* SELECTED EXCERPT *

— begin —

Function	Description
sys.env_get(name)	Get environment variable (returns void if not set)
sys.args()	Get command line arguments as a list
sys.cwd()	Get current working directory
sys.exit(code)	Exit the program with the given status code

Example: System Information

import "std/sys";

// Environment variables
let home = sys.env_get("HOME");
if home != void {
    println(f"Home directory: {home}");
}

// Command line arguments
let args = sys.args();
println(f"Program: {args[0]}");
if core.len(args) > 1 {
    println(f"Arguments: {args[1..]}");
}

// Current directory
println(f"Working directory: {sys.cwd()}");

// Exit with status
if core.len(args) < 2 {
    println("Usage: walrus script.walrus <args>");
    sys.exit(1);
}

std/net - TCP Networking (VM mode)

Function	Description
net.tcp_bind(host, port)	Bind a TCP listener and return a listener handle
net.tcp_accept(listener)	Accept one incoming connection and return a stream handle
net.tcp_connect(host, port)	Connect to a host/port and return a stream handle
net.tcp_local_port(listener)	Return the listener's local bound port (useful with port 0)

— end —

* EXCERPTED DATA *
— begin —

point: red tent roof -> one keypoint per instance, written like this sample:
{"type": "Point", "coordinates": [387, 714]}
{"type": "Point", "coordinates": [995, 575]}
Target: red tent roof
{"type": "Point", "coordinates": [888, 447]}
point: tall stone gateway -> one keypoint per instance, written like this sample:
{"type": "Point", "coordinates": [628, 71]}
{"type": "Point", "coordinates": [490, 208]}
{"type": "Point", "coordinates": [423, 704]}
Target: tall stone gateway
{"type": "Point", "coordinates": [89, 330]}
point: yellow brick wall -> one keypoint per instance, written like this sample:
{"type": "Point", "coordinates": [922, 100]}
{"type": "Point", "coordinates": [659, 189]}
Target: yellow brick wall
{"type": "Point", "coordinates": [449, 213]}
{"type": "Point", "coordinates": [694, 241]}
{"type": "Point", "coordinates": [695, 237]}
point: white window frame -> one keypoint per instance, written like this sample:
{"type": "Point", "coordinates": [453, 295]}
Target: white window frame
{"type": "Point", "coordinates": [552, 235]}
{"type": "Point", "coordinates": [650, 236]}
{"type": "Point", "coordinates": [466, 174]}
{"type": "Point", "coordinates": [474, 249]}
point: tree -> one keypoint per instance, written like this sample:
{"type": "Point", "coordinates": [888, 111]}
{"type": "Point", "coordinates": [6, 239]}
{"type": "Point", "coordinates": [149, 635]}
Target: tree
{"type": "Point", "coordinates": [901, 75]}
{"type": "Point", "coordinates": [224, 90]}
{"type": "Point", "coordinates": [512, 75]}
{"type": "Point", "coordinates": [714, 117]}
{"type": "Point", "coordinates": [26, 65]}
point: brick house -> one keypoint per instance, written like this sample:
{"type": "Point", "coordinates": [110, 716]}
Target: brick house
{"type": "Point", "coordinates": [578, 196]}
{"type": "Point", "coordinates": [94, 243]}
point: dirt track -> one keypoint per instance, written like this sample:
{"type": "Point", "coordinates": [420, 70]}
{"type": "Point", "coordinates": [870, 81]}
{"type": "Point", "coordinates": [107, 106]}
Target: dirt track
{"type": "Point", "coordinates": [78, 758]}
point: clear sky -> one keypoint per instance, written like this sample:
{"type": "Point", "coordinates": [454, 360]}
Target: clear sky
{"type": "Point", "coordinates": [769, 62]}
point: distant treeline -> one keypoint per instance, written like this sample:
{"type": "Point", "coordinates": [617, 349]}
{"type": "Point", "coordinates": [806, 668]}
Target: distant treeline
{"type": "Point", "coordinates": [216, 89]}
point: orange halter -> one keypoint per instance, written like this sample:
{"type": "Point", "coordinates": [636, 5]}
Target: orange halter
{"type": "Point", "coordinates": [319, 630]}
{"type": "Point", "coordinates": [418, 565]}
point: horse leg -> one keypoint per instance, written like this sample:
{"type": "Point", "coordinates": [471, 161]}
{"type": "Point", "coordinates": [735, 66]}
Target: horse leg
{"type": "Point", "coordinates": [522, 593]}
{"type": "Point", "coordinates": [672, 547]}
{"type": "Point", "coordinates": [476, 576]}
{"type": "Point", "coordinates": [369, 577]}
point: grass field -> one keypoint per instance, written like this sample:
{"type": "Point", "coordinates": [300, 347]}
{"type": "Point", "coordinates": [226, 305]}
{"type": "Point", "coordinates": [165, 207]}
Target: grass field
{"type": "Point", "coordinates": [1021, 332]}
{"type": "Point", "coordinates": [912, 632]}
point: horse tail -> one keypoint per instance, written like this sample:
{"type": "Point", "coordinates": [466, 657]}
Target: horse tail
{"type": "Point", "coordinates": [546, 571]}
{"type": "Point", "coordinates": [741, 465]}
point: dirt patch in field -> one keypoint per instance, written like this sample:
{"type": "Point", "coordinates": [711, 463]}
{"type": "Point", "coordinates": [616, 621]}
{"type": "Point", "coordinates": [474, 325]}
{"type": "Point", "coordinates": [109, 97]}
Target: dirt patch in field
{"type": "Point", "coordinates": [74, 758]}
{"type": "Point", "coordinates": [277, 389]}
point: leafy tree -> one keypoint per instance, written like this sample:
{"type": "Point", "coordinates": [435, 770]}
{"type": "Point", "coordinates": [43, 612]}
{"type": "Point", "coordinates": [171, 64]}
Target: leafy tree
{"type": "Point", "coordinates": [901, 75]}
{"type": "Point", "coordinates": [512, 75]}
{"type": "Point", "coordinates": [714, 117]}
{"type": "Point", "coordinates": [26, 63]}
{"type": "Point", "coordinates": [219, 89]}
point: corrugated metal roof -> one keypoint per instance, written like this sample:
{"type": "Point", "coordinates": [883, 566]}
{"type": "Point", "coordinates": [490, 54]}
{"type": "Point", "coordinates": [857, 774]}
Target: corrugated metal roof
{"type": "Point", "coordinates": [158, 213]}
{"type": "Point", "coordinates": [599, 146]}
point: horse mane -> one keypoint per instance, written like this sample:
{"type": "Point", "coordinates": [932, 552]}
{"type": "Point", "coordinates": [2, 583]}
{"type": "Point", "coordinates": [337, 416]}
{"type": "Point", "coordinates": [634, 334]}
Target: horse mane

— end —

From the library reference excerpt, list each function in the std/net table together with its description.

- net.tcp_bind(host, port): Bind a TCP listener and return a listener handle
- net.tcp_accept(listener): Accept one incoming connection and return a stream handle
- net.tcp_connect(host, port): Connect to a host/port and return a stream handle
- net.tcp_local_port(listener): Return the listener's local bound port (useful with port 0)